*Apply what you read*.
(a) In the post below about the poem "The House by the Side of the Road," rewrite the paragraph beginning "Though perhaps not as avid" as a short bulleted list of its main points.
(b) Answer these questions about the post below on the poem "The House by the Side of the Road," one per line:
(i) Which Bible reference follows the verse containing "Greater love hath no man than this"?
(ii) Who is named as the poem's author?
(iii) In the poem's second stanza, where does the speaker ask to live?

*Extracted text*.
• • • • •
The House by the Side of the Road

Though perhaps not as avid a poetry lover as a couple of our dear sisters, 😉 I do hold an appreciation for well-composed lines that concisely communicate truth in an easy-to-remember format. The other day Daniel and I were discussing hospitality and the commands of Scripture to love one another, and the following poem came to mind. Perhaps a little quaint in it’s style and expression, 🙂 we were blessed by the spirit of love, compassion, and kindness it portrays, and wanted to share it with you. May each of us understand in a deeper way the love that our Savior bears toward us, so that we may in turn be vessels that convey that love to others!

“This is my commandment, that ye love one another, as I have loved you. Greater love hath no man than this, that a man lay down his life for his friends.” John 15: 12-13

“Herein is love, not that we loved God, but that he loved us, and sent his Son to be the propitiation for our sins. Beloved, if God so loved us, we ought also to love one another.” 1 John 4:10-11

 

The House by the Side of the Road
Sam Walter Foss

There are hermit souls that live withdrawn
In the peace of their self-content;
There are souls, like stars, that dwell apart,
In a fellowless firmament;
There are pioneer souls that blaze their paths
Where highways never ran;
But let me live by the side of the road
And be a friend to man.

Let me live in a house by the side of the road,
Where the race of men go by
The men who are good and the men who are bad,
As good and as bad as I.
• • • • •
*Supplied information*.

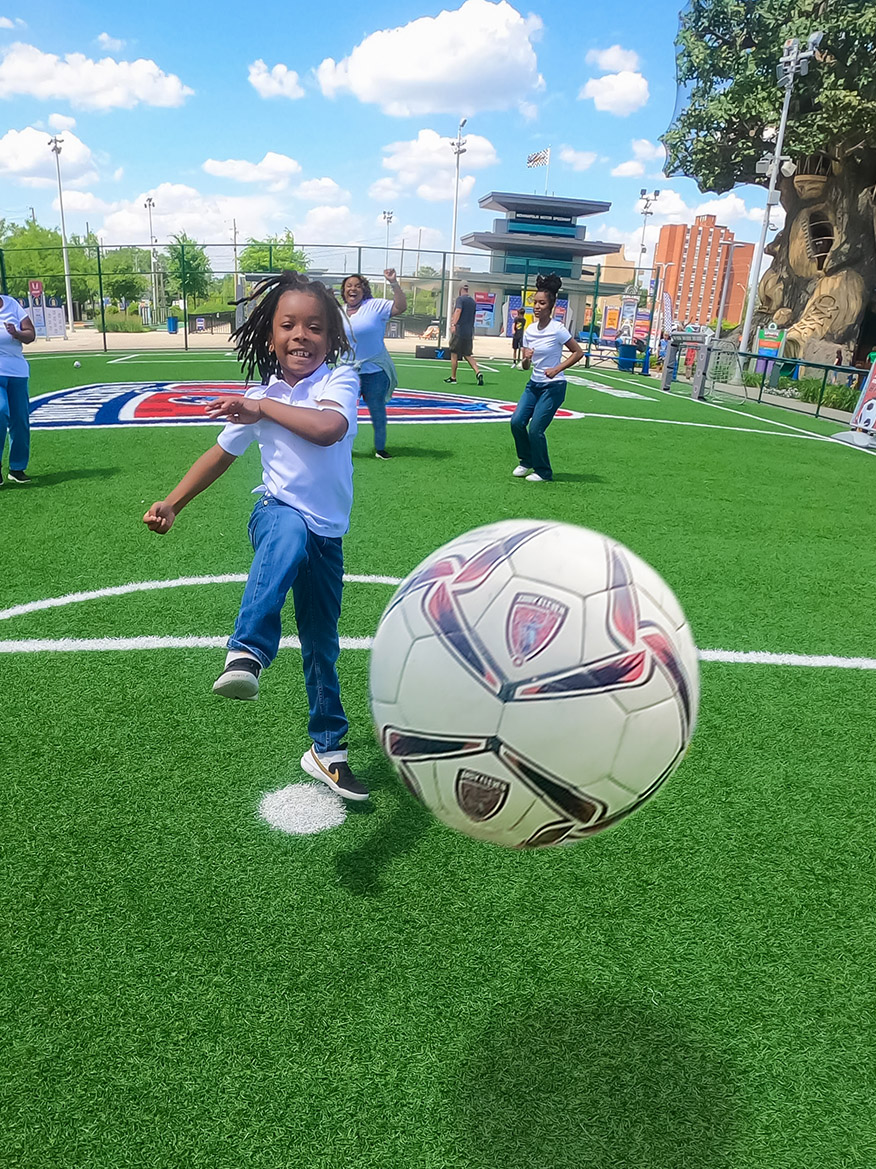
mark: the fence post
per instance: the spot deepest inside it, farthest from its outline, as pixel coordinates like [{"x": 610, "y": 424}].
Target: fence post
• • • • •
*Answers*.
(a)
- The writer is less of a poetry lover than a couple of sisters but appreciates well-composed lines that convey truth in a memorable way.
- While discussing hospitality and the Scripture commands to love one another with Daniel, the writer recalled this poem.
- The poem's style is a little quaint, but they were blessed by its spirit of love, compassion and kindness and wanted to share it.
- The writer hopes each reader will understand the Savior's love more deeply and in turn convey that love to others.

(b)
(i) John 15: 12-13
(ii) Sam Walter Foss
(iii) In a house by the side of the road